> _EXTRACTED RECORDS_:
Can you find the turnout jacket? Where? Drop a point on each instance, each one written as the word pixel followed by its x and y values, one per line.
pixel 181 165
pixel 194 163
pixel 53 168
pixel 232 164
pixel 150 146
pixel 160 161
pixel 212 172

> _YOUR GOAL_:
Write down the entire listing above verbatim.

> _PROBLEM SOLUTION_:
Can you find the turnout jacket? Where? Drop a point on each instance, each one written as the word pixel followed by its x and y values, one per line.
pixel 181 165
pixel 194 163
pixel 53 168
pixel 232 164
pixel 150 146
pixel 160 161
pixel 212 172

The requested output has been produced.